PROBLEM DESCRIPTION => Gather every line of the items below that contains the string "Query". Letter case matters when matching.

Stored items from a collection:
============================================================

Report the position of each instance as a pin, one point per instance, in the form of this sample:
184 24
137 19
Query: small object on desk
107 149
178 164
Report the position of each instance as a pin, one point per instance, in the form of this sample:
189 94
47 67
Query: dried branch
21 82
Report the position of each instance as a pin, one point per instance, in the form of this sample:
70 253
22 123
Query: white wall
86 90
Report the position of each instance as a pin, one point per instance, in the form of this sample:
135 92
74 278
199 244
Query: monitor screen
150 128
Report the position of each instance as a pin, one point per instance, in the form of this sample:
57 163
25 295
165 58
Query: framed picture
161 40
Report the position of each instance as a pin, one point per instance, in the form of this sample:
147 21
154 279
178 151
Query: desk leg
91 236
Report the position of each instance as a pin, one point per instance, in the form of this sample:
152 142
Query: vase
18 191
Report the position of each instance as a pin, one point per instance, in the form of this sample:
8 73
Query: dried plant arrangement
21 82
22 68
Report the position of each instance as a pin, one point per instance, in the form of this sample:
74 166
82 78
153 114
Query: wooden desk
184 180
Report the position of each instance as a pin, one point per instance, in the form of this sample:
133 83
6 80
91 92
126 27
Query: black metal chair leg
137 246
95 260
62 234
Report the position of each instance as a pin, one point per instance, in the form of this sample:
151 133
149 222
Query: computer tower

============================================================

IN RESPONSE =>
Query: small object on desk
Query: dried branch
Query: white wall
Query: monitor screen
Query: framed picture
Query: desk leg
Query: vase
Query: dried plant arrangement
Query: wooden desk
Query: black metal chair leg
Query: computer tower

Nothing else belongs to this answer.